Great. Question -- just a follow-up on the cash flow. Does this then imply that you have kind of 2 separate headwinds here? So you have -- on the one hand, you have an increase in the number of investment and also people are pushing out payment terms, did I hear that correct?

--------------------------------------------------------------------------------

Tamar Rapaport-Dagim, Amdocs Limited - CFO & COO [12]

--------------------------------------------------------------------------------

I'm sorry, can you repeat the question? We didn't hear you well.

--------------------------------------------------------------------------------

Jackson Edmund Ader, JP Morgan Chase & Co, Research Division - Analyst [13]

--------------------------------------------------------------------------------

Apologies. Yes, I was just saying -- I just want to clarify on the cash flow. We have, on the one hand, increased investments and then on the other hand, the renegotiation of the AT&T contract is also kind of a pushing out of invoicing milestones from maybe what you would have invoiced previously.

--------------------------------------------------------------------------------

Tamar Rapaport-Dagim, Amdocs Limited - CFO & COO [14]

--------------------------------------------------------------------------------

Yes, it's a fair description. It's a combination of both.

--------------------------------------------------------------------------------

Jackson Edmund Ader, JP Morgan Chase & Co, Research Division - Analyst [15]

--------------------------------------------------------------------------------

Okay. That's fair. And then, so when we think about the $100 million or so, roughly, just like the year-over-year decline in normalized free cash flow, I mean, how do you guys think about the payback or the return on that increased investment from the reduction in cash?

--------------------------------------------------------------------------------

Tamar Rapaport-Dagim, Amdocs Limited - CFO & COO [16]

--------------------------------------------------------------------------------

In general, when we look on deals with customers -- many of our customer deals are multiyear deals, whether it's a large transformation that can take beyond one fiscal year or definitely multi -- multiyear engagements that includes managed services. So from our point of view, of course, we look at the cost of capital of the company. And we make sure that after taking that into consideration, looking on their opportunity to create the margin of the relationship as well as the parameters of the specific deals, plus additional potential activities we see beyond that, that it makes sense for us to do that. So that would be always the case.

STATED EXERCISE 1 >>
Quote the portion of the earnings call transcript between "Tamar Rapaport-Dagim, Amdocs Limited - CFO & COO [12]" and "hear you well.", inclusive.

Pointing and labeling entries

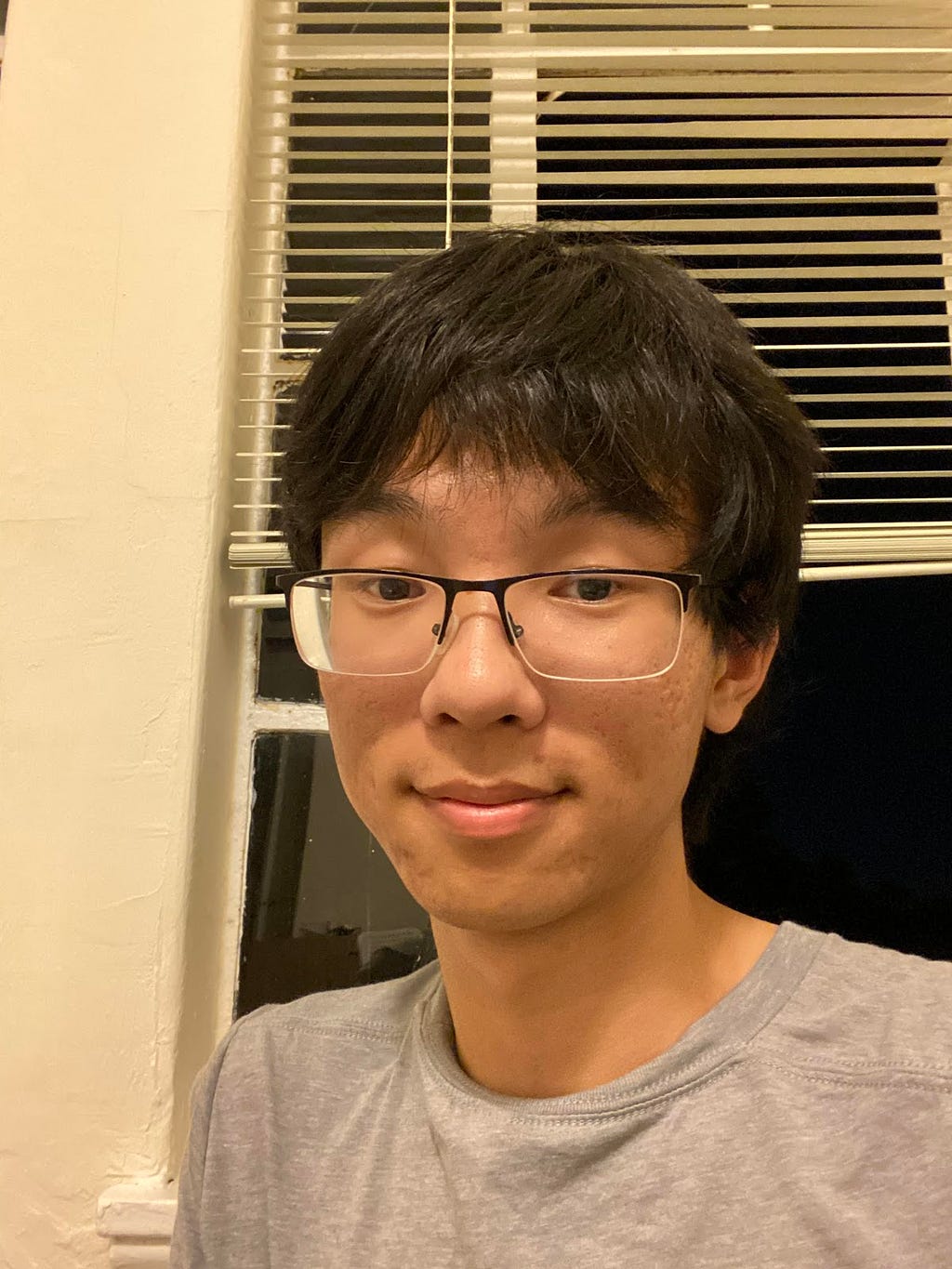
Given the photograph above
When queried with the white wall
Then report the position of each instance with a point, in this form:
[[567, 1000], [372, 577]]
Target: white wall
[[120, 174]]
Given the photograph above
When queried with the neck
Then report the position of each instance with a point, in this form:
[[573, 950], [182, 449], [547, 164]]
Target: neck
[[577, 1003]]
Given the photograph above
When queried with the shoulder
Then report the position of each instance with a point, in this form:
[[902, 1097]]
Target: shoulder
[[348, 1031], [865, 1008]]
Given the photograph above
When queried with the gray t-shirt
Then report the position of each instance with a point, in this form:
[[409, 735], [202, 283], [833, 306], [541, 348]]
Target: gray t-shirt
[[803, 1122]]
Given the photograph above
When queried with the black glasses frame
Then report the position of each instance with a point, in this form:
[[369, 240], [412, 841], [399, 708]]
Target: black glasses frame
[[496, 587]]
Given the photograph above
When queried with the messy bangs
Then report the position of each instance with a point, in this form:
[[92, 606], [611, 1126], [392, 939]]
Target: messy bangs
[[584, 359]]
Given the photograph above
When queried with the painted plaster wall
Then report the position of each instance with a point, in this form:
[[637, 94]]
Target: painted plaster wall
[[120, 174]]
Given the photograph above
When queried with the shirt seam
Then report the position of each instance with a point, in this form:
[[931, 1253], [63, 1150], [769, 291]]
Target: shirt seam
[[941, 1078]]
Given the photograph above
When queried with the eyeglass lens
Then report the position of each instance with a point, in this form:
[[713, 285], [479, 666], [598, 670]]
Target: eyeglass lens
[[600, 626]]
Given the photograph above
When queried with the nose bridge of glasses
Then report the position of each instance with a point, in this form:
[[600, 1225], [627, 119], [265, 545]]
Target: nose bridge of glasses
[[473, 601]]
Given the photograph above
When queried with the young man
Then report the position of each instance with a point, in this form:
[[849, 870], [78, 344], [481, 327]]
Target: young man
[[558, 500]]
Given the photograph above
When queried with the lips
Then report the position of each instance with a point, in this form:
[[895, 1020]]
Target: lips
[[486, 795], [492, 819]]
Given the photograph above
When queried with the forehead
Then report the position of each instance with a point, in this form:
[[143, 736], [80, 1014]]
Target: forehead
[[528, 501]]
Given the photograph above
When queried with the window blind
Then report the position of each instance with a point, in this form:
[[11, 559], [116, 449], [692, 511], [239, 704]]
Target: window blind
[[795, 157]]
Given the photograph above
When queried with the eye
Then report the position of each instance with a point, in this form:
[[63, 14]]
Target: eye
[[591, 589], [390, 589]]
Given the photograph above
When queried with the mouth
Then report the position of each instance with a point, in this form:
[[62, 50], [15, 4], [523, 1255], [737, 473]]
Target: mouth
[[494, 819]]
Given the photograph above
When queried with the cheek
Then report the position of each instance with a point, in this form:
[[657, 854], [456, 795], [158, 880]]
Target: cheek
[[362, 721], [652, 731]]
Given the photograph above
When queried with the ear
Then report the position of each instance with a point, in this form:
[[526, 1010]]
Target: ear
[[740, 670]]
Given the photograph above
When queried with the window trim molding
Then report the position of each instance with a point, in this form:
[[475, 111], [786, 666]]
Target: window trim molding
[[138, 1219]]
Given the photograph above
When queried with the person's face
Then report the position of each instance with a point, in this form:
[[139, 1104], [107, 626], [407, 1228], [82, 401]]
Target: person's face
[[619, 754]]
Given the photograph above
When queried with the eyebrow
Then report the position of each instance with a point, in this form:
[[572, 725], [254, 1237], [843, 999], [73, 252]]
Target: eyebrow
[[562, 507]]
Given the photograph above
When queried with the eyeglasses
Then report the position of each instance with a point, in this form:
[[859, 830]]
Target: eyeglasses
[[584, 625]]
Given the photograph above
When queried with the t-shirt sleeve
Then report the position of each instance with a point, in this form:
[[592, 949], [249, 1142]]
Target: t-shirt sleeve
[[188, 1250]]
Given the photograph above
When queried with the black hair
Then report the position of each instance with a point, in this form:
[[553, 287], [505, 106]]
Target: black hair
[[580, 355]]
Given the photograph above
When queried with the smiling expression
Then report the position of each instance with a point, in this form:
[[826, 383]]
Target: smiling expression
[[621, 753]]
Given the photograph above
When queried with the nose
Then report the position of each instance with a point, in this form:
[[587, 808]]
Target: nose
[[479, 675]]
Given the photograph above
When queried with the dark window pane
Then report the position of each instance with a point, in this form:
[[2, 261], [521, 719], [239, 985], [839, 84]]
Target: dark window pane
[[324, 906], [843, 819]]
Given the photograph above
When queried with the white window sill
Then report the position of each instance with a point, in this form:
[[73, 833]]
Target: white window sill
[[138, 1217]]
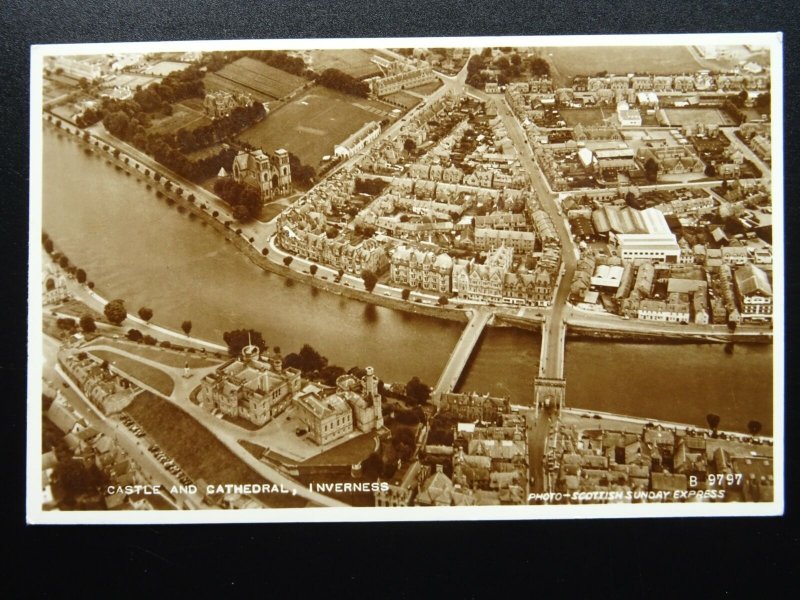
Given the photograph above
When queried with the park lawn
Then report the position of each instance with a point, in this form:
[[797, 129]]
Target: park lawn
[[691, 116], [258, 77], [586, 117], [349, 453], [620, 60], [155, 378], [355, 62], [313, 123], [182, 117], [196, 450], [171, 358]]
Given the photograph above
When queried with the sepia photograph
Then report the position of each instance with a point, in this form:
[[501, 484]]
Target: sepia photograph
[[407, 279]]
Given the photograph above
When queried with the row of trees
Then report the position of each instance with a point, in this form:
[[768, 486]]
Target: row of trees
[[245, 200]]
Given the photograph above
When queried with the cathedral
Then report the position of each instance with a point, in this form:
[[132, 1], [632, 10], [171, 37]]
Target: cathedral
[[270, 174]]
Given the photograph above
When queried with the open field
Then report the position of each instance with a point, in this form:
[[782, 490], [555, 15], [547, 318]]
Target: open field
[[253, 76], [349, 453], [195, 449], [620, 60], [313, 123], [165, 67], [151, 376], [183, 117], [586, 116], [171, 358], [354, 62], [691, 116]]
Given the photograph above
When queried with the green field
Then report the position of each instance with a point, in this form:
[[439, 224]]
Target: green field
[[692, 116], [586, 116], [155, 378], [185, 115], [171, 358], [255, 77], [356, 63], [195, 449], [620, 60], [313, 123]]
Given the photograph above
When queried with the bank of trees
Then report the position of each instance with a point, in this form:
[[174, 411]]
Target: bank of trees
[[245, 200]]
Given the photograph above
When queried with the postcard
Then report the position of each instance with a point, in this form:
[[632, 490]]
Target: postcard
[[406, 279]]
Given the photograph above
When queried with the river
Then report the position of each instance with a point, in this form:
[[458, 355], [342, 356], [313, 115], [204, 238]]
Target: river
[[135, 247]]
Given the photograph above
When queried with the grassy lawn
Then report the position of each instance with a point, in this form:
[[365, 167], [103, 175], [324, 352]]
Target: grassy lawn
[[586, 116], [182, 117], [172, 358], [619, 60], [151, 376], [354, 62], [351, 452], [195, 449], [690, 116], [312, 124], [256, 77]]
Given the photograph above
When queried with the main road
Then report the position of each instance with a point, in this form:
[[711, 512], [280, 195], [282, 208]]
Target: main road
[[553, 351]]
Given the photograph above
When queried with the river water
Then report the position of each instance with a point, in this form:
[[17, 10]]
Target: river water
[[135, 247]]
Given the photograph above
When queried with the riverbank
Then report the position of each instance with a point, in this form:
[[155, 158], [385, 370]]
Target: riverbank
[[577, 332]]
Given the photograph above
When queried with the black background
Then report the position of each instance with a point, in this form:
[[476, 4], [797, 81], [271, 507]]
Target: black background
[[719, 557]]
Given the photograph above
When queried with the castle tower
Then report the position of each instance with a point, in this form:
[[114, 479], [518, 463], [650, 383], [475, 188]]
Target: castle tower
[[371, 391], [284, 172], [249, 352]]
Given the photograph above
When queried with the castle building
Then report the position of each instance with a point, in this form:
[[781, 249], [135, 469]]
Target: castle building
[[221, 103], [355, 405], [271, 175], [250, 387]]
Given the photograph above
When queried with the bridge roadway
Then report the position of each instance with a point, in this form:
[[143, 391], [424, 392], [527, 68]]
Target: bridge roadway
[[461, 352]]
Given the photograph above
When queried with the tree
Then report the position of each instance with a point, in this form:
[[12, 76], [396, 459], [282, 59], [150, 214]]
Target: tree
[[115, 311], [754, 427], [370, 279], [417, 391], [87, 324], [239, 338], [713, 422], [651, 170], [134, 335], [311, 360]]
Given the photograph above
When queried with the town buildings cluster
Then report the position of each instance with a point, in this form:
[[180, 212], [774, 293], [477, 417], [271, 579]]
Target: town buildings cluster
[[657, 464], [90, 448], [259, 388], [104, 388], [487, 463]]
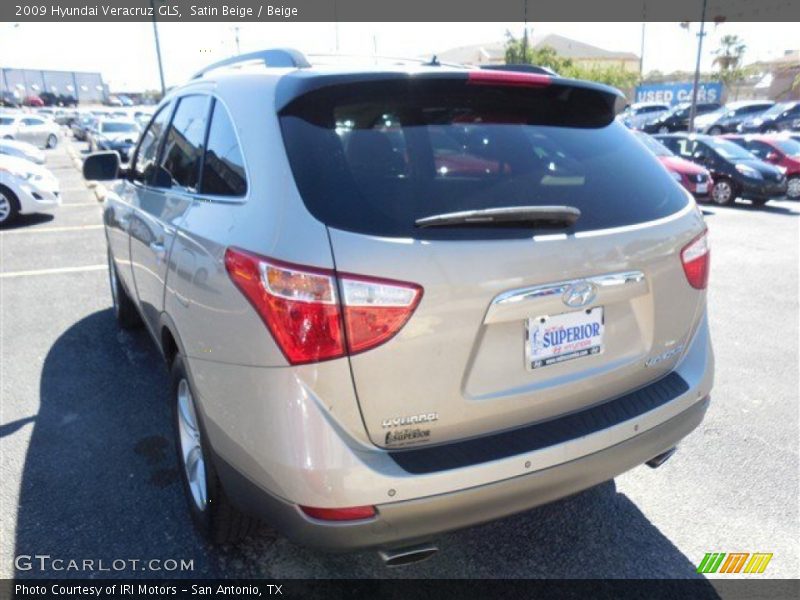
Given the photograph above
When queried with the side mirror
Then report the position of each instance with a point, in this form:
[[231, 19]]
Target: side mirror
[[101, 166]]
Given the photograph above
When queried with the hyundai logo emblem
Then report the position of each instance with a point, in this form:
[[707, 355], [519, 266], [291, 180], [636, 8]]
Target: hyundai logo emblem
[[579, 294]]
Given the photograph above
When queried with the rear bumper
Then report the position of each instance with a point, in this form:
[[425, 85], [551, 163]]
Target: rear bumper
[[401, 523]]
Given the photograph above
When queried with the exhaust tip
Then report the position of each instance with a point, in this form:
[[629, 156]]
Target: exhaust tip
[[659, 460], [407, 556]]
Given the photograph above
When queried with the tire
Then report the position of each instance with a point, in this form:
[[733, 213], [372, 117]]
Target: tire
[[9, 206], [212, 512], [124, 309], [724, 192], [793, 188]]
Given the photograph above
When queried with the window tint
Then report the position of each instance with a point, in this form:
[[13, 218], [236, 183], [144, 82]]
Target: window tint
[[143, 167], [374, 157], [183, 149], [223, 167]]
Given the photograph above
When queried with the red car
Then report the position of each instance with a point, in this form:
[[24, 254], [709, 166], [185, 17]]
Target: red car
[[779, 150], [693, 177], [33, 101]]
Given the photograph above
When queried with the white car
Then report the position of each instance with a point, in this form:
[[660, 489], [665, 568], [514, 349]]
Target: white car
[[34, 129], [25, 188], [22, 150]]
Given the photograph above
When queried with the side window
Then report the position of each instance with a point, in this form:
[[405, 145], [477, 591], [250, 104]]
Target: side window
[[223, 166], [148, 147], [183, 149]]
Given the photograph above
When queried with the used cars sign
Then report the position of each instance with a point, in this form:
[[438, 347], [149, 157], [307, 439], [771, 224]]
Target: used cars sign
[[675, 93]]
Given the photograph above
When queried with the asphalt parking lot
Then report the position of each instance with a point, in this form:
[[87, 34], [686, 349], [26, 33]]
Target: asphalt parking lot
[[88, 470]]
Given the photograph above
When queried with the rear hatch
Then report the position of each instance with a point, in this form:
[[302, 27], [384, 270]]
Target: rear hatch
[[519, 321]]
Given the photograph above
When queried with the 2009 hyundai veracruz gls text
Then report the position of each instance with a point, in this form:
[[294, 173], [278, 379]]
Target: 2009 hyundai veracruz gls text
[[399, 301]]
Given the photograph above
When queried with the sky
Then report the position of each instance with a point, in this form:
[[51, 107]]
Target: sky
[[125, 52]]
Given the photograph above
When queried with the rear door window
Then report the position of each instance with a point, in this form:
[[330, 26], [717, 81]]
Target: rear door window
[[144, 163], [223, 165], [179, 168], [374, 157]]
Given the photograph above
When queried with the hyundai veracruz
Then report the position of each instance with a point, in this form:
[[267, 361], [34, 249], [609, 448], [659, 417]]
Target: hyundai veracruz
[[400, 301]]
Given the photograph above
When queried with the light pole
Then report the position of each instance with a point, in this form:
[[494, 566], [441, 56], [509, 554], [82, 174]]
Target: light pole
[[693, 109], [158, 49]]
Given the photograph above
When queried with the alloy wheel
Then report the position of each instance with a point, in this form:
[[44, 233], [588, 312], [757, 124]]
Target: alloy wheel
[[191, 446], [793, 188], [5, 207]]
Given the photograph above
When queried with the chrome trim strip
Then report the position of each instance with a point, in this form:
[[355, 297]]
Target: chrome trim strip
[[559, 288]]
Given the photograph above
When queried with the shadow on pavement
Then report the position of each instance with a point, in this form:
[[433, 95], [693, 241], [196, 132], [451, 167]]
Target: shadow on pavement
[[100, 480], [27, 220], [100, 483]]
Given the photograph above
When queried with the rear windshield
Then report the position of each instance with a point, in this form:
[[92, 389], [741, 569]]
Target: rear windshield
[[374, 157]]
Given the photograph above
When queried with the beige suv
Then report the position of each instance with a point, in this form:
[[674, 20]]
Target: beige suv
[[400, 300]]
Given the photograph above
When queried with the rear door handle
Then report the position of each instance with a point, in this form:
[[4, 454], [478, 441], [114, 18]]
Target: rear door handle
[[159, 250]]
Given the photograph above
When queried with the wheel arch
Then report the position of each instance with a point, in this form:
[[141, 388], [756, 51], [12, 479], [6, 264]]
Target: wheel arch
[[169, 340]]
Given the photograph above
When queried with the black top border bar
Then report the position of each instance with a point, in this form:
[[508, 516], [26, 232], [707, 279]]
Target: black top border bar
[[397, 10]]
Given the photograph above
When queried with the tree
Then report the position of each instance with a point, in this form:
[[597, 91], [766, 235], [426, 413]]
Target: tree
[[729, 59], [520, 53]]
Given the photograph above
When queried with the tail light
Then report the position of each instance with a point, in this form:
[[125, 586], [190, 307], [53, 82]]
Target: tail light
[[696, 259], [353, 513], [303, 312]]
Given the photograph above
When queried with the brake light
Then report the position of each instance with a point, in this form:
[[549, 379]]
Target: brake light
[[696, 259], [302, 311], [353, 513], [508, 78]]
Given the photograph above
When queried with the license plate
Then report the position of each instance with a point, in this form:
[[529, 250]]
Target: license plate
[[554, 339]]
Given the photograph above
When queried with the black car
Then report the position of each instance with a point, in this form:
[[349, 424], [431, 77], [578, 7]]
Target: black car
[[733, 114], [82, 125], [781, 117], [736, 172], [677, 119]]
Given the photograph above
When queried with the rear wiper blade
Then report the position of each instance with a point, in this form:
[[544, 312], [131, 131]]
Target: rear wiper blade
[[542, 216]]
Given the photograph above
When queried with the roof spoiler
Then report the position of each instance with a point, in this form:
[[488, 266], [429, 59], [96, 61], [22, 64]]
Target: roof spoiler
[[272, 57], [521, 69]]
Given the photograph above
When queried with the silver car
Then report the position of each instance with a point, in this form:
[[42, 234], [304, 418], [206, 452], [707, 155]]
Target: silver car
[[399, 301], [34, 129]]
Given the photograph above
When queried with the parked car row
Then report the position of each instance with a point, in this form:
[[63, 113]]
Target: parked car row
[[25, 186], [735, 171], [747, 116], [32, 128]]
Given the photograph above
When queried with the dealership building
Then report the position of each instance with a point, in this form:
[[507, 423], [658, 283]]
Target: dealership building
[[87, 88]]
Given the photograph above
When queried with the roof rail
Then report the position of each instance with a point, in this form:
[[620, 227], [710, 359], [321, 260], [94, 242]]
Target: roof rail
[[272, 57], [429, 62]]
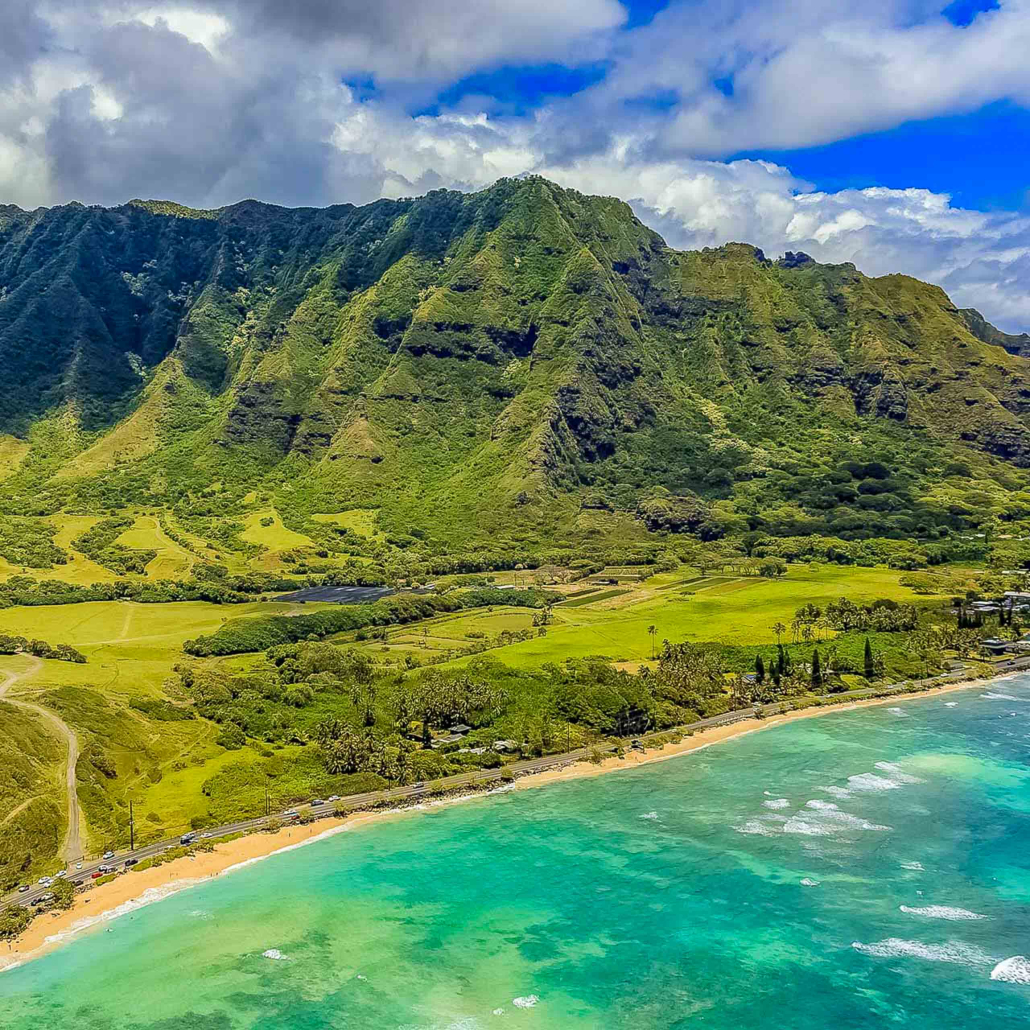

STATED EXERCISE 2 >>
Extract every line of the records that contains the string "roadway".

TASK RESPONSE 1 >>
Tamar Rapaport-Dagim, Amdocs Limited - CFO & COO [12]

--------------------------------------------------------------------------------

I'm sorry, can you repeat the question? We didn't hear you well.

TASK RESPONSE 2 >>
When queried with the bridge roadway
Target: bridge roadway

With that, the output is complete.